WHAT IS ASKED -
Can you edit these rows so that "one point to a line" becomes "one point per line" wherever it appears, with everything else left the same?

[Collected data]
=-=-=

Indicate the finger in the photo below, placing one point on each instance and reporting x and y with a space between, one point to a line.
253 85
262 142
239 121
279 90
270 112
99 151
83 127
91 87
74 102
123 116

=-=-=

EXERCISE RESPONSE -
Indicate the finger in the photo below, placing one point on each instance and reporting x and y with a space between, one point per line.
253 85
262 142
239 121
279 90
270 112
99 151
83 127
91 87
74 102
123 116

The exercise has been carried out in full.